#### SOAL UNTUK DISELESAIKAN
1. Menurut bacaan tentang Misa Sura, siapakah yang memimpin Misa tersebut?
2. Salinlah dari bacaan tentang Misa Sura bagian yang dimulai dari "Dalam Misa Sura ini, gunungan" sampai dengan dan termasuk "terang Romo Tejo.".
:: BACAAN YANG DIBERIKAN ::
Gema kidung Jawa dan gunungan hasil bumi warnai Misa Sura perdana di Gereja Santo Yusup Batang. Umat Katolik merayakan Satu Sura dengan khidmat dalam nuansa adat Jawa yang kental.
Kilasinformasi.com,BATANG – Menjelang malam pergantian Tahun Baru Jawa 1959, umat Gereja Katolik Santo Yusup Batang menggelar Malam Tirakatan yang dikemas dalam Misa Sura, Rabu (25/6/2025). Misa istimewa ini diwarnai nuansa adat Jawa, mulai dari penggunaan bahasa, kidung pujian, hingga hadirnya gunungan hasil bumi sebagai simbol rasa syukur.
Baca Juga, Kilasinformasi: Bupati Batang Hadiahi Motor untuk Desa Tercepat Bayar PBB: Bentuk Apresiasi dan Dorongan Pembangunan
Dipimpin oleh Romo Paskalis Tejo Wibowo, seluruh rangkaian ibadah menggunakan bahasa Jawa. “Misa berbahasa Jawa bukan hal baru. Di Gereja Stasi Santa Maria Simbang, hal ini rutin dilakukan tiap minggu ketiga,” jelas Romo Tejo usai memimpin Misa.

Dalam Misa Sura ini, gunungan sayuran menjadi simbol rasa syukur atas hasil bumi, sejalan dengan pesan Paus Fransiskus tentang bumi sebagai rumah bersama yang memberi kehidupan. Tradisi Jawa juga diadaptasi dalam bentuk pemberkatan salib, yang disebut sebagai “jamasan”, layaknya upacara pencucian keris pusaka dalam budaya Jawa.
“Kalau masyarakat Jawa menjamas keris setahun sekali, kami menjamas Salib Kristus dengan air suci agar cahaya kemuliaan Allah semakin terpancar bagi penghuni rumah,” terang Romo Tejo.
Pakaian adat pun turut dikenakan jemaat. Beskap, blangkon, kebaya, dan kain batik dikenakan sebagai bentuk pelestarian budaya. Jemaat Antonius Cipto Hartono menyatakan, ini adalah cara untuk menghormati tradisi Jawa di tengah perayaan iman.
:::
:: BAHAN YANG DISEDIAKAN ::
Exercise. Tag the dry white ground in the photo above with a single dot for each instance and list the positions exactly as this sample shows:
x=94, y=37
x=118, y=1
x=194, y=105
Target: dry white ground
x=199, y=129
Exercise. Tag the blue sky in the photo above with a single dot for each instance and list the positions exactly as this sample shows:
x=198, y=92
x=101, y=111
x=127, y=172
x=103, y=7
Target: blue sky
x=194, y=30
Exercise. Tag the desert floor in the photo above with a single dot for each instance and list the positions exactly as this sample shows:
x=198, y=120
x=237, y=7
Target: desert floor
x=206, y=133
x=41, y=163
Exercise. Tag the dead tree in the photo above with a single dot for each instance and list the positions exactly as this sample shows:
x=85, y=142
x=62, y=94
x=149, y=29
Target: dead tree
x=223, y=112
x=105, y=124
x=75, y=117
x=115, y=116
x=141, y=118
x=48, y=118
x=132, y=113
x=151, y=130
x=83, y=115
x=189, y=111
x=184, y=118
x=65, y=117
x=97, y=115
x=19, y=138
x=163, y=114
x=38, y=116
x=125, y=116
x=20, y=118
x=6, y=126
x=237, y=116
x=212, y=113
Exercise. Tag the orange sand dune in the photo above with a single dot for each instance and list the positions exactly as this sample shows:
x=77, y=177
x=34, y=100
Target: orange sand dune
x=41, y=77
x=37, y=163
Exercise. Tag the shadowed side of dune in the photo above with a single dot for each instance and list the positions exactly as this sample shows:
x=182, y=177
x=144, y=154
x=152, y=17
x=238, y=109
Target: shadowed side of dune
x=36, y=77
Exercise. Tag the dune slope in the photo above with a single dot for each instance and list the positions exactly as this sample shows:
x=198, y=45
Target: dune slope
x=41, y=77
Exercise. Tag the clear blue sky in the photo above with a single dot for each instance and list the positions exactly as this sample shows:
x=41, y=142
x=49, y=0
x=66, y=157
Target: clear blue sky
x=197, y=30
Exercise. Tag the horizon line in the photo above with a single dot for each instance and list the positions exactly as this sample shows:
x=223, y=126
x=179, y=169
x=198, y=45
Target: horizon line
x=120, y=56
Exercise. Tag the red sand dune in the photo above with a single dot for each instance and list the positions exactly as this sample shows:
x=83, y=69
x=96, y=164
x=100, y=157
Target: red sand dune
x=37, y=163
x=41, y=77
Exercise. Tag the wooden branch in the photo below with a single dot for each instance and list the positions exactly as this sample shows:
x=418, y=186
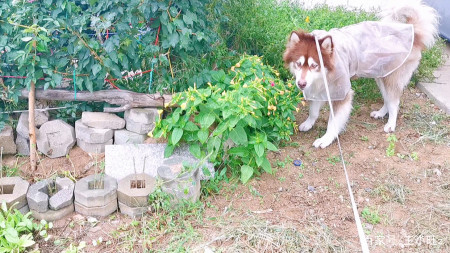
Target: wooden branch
x=125, y=99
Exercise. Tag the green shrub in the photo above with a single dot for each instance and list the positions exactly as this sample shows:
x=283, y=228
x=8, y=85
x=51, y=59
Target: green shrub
x=241, y=117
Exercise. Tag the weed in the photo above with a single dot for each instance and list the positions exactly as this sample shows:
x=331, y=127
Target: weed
x=390, y=150
x=371, y=215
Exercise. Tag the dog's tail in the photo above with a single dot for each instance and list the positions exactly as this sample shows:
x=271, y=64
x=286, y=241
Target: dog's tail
x=424, y=19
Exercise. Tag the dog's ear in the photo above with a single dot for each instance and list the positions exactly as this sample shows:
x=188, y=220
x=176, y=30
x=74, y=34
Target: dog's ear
x=326, y=44
x=294, y=38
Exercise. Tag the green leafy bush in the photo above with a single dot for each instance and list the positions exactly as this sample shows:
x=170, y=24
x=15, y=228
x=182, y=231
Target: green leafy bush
x=16, y=230
x=241, y=117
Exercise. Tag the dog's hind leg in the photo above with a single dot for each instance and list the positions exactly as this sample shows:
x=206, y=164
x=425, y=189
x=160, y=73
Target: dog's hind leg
x=314, y=110
x=342, y=110
x=384, y=110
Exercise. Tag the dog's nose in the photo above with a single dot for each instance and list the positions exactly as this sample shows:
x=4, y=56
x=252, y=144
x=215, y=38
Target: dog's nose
x=301, y=84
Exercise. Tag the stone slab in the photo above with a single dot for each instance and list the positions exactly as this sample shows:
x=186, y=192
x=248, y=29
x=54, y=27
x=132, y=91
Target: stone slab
x=439, y=89
x=139, y=128
x=52, y=215
x=95, y=197
x=13, y=190
x=92, y=135
x=7, y=140
x=96, y=148
x=141, y=115
x=55, y=138
x=119, y=159
x=102, y=120
x=133, y=211
x=135, y=197
x=23, y=126
x=128, y=137
x=23, y=145
x=105, y=210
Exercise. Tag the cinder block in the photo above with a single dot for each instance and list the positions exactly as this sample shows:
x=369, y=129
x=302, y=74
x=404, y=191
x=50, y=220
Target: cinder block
x=92, y=135
x=102, y=120
x=127, y=137
x=89, y=196
x=52, y=215
x=141, y=115
x=93, y=147
x=13, y=190
x=105, y=210
x=7, y=140
x=134, y=189
x=55, y=138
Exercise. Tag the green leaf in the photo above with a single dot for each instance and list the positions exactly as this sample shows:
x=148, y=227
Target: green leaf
x=266, y=166
x=168, y=151
x=246, y=173
x=271, y=146
x=239, y=136
x=203, y=135
x=194, y=148
x=259, y=149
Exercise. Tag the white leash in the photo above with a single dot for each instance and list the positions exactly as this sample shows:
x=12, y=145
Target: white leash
x=362, y=237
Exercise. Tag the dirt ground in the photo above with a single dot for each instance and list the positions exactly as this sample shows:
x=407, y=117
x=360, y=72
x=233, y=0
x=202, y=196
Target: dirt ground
x=304, y=208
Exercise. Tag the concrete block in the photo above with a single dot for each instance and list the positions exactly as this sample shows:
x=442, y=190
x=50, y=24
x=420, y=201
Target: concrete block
x=92, y=135
x=64, y=196
x=119, y=159
x=103, y=211
x=37, y=196
x=13, y=190
x=134, y=189
x=23, y=145
x=7, y=140
x=127, y=137
x=52, y=215
x=22, y=126
x=139, y=128
x=102, y=120
x=55, y=138
x=93, y=147
x=142, y=115
x=88, y=195
x=133, y=211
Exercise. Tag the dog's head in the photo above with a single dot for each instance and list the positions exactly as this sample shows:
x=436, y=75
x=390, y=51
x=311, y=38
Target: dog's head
x=302, y=59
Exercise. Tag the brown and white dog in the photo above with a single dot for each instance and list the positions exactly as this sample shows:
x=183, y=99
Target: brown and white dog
x=352, y=52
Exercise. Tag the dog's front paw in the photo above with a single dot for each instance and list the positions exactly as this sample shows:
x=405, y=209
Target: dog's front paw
x=389, y=128
x=323, y=142
x=305, y=126
x=378, y=114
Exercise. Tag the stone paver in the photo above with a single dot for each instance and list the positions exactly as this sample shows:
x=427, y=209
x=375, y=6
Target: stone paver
x=23, y=145
x=93, y=147
x=55, y=138
x=128, y=192
x=7, y=140
x=127, y=137
x=119, y=159
x=92, y=135
x=13, y=190
x=439, y=89
x=95, y=197
x=102, y=120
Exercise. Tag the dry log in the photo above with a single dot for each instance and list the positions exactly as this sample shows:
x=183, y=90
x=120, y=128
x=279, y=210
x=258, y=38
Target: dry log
x=125, y=99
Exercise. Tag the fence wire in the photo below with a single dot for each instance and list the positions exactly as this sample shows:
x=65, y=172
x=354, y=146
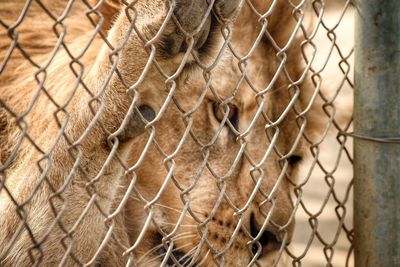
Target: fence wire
x=175, y=133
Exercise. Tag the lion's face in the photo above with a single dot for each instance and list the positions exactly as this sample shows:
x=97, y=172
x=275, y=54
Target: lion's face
x=219, y=181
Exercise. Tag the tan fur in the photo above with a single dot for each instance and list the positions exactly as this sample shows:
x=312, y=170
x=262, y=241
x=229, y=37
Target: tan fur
x=18, y=87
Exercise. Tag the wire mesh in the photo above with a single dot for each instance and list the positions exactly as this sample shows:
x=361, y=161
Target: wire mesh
x=175, y=133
:::
#### JAWABAN SETIAP SOAL
1. Romo Paskalis Tejo Wibowo.

2.
Dalam Misa Sura ini, gunungan sayuran menjadi simbol rasa syukur atas hasil bumi, sejalan dengan pesan Paus Fransiskus tentang bumi sebagai rumah bersama yang memberi kehidupan. Tradisi Jawa juga diadaptasi dalam bentuk pemberkatan salib, yang disebut sebagai “jamasan”, layaknya upacara pencucian keris pusaka dalam budaya Jawa.
“Kalau masyarakat Jawa menjamas keris setahun sekali, kami menjamas Salib Kristus dengan air suci agar cahaya kemuliaan Allah semakin terpancar bagi penghuni rumah,” terang Romo Tejo.